The problem: Report how many lines of the rows below contain the word "hair". Give only the number.

Input material:
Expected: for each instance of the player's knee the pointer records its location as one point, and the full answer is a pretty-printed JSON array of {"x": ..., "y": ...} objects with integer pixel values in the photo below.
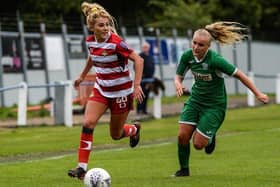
[
  {"x": 116, "y": 136},
  {"x": 89, "y": 123},
  {"x": 182, "y": 139},
  {"x": 198, "y": 145}
]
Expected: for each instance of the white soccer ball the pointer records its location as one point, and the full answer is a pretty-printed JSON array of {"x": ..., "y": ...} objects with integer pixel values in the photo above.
[{"x": 97, "y": 177}]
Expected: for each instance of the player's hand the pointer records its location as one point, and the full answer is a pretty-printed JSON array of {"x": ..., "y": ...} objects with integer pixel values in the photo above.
[
  {"x": 77, "y": 82},
  {"x": 179, "y": 88},
  {"x": 263, "y": 98},
  {"x": 138, "y": 93}
]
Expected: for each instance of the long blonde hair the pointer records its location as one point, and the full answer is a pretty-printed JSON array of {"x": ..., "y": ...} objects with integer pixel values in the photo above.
[
  {"x": 227, "y": 32},
  {"x": 93, "y": 11}
]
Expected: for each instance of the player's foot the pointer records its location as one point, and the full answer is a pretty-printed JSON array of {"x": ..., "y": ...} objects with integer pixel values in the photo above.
[
  {"x": 211, "y": 147},
  {"x": 134, "y": 140},
  {"x": 183, "y": 172},
  {"x": 77, "y": 172}
]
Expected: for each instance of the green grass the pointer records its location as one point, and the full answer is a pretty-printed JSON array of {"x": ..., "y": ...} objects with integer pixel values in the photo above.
[{"x": 247, "y": 154}]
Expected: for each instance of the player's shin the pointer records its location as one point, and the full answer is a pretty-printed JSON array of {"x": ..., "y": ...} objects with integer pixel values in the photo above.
[{"x": 86, "y": 139}]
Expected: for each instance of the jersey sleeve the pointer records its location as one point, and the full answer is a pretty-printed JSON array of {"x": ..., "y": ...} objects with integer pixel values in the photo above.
[
  {"x": 183, "y": 65},
  {"x": 223, "y": 65},
  {"x": 123, "y": 49}
]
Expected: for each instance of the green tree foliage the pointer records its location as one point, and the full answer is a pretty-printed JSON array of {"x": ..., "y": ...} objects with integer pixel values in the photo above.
[{"x": 179, "y": 14}]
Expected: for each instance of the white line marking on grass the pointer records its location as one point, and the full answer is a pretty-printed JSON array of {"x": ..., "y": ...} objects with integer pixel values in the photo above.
[
  {"x": 147, "y": 145},
  {"x": 95, "y": 152}
]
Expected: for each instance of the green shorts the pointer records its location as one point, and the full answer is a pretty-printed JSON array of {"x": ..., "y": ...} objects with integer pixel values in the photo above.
[{"x": 206, "y": 120}]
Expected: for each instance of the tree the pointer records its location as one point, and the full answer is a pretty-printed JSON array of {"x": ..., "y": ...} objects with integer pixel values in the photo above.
[{"x": 179, "y": 14}]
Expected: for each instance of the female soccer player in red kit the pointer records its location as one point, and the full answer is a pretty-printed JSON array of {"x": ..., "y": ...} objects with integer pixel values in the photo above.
[{"x": 114, "y": 88}]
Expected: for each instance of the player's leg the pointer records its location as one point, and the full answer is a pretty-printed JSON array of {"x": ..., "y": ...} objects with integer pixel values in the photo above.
[
  {"x": 94, "y": 110},
  {"x": 205, "y": 134},
  {"x": 184, "y": 136},
  {"x": 187, "y": 125},
  {"x": 120, "y": 108}
]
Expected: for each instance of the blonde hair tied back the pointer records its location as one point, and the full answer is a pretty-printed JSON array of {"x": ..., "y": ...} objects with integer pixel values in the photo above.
[
  {"x": 94, "y": 10},
  {"x": 227, "y": 32}
]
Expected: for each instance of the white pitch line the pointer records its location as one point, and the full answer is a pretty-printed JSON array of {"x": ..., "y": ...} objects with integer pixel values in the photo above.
[{"x": 148, "y": 145}]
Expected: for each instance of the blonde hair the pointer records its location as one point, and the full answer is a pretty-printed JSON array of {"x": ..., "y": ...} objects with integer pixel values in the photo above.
[
  {"x": 92, "y": 11},
  {"x": 226, "y": 32}
]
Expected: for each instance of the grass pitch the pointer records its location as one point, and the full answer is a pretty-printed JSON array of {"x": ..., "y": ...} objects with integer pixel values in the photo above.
[{"x": 247, "y": 154}]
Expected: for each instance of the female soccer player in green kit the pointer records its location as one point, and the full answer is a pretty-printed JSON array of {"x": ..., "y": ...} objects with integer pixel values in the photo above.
[{"x": 204, "y": 111}]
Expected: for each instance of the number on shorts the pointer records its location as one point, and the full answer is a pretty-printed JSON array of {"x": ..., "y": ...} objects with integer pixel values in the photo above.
[{"x": 121, "y": 101}]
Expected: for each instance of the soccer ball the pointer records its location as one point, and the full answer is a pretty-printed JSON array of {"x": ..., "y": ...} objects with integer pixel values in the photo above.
[{"x": 97, "y": 177}]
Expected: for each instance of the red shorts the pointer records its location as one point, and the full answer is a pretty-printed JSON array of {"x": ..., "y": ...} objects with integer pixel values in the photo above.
[{"x": 116, "y": 105}]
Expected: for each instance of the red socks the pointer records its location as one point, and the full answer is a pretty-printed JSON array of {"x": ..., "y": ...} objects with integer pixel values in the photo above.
[
  {"x": 86, "y": 139},
  {"x": 129, "y": 130}
]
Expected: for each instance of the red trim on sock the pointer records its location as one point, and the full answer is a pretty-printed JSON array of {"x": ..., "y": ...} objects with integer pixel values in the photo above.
[
  {"x": 85, "y": 147},
  {"x": 129, "y": 130}
]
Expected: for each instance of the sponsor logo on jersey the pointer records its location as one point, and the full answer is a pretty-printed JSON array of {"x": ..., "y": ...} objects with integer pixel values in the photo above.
[
  {"x": 104, "y": 53},
  {"x": 203, "y": 77},
  {"x": 204, "y": 66},
  {"x": 123, "y": 45}
]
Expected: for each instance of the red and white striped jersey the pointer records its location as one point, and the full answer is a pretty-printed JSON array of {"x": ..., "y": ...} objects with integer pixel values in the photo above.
[{"x": 110, "y": 59}]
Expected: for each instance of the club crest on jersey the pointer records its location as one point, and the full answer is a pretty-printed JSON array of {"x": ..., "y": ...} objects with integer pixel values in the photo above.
[
  {"x": 204, "y": 66},
  {"x": 104, "y": 53},
  {"x": 123, "y": 45},
  {"x": 191, "y": 61}
]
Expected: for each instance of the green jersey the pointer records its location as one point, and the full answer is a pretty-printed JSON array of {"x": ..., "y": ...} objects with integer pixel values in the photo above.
[{"x": 209, "y": 87}]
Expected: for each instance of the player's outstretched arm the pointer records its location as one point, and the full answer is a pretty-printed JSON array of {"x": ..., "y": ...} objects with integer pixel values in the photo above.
[{"x": 249, "y": 84}]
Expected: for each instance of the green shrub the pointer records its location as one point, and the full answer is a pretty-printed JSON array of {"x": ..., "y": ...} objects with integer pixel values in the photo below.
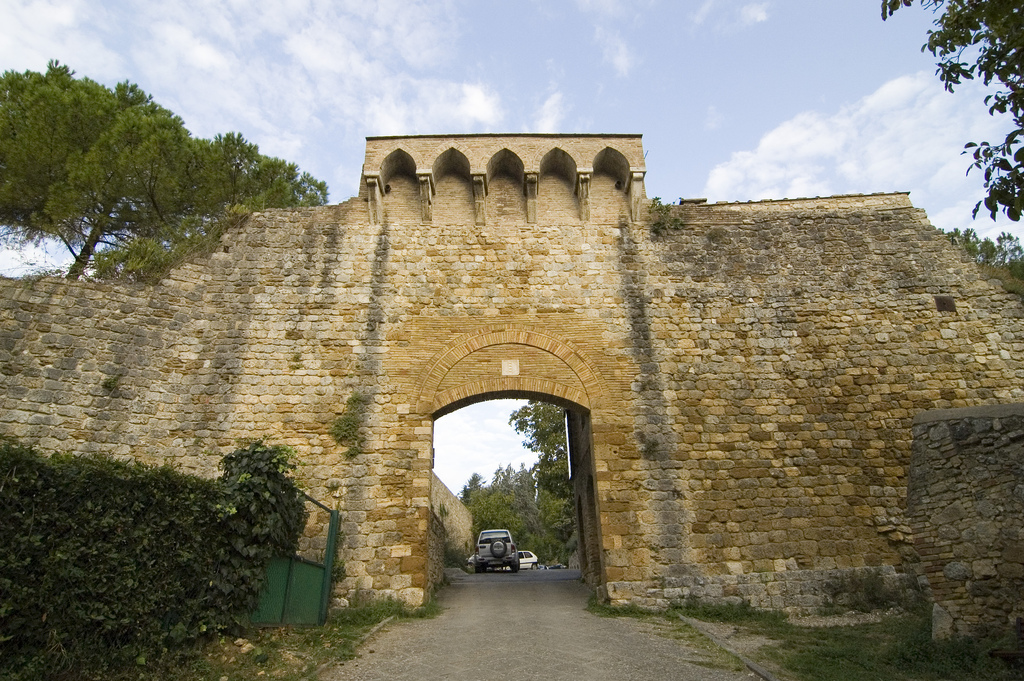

Answer for the task: 3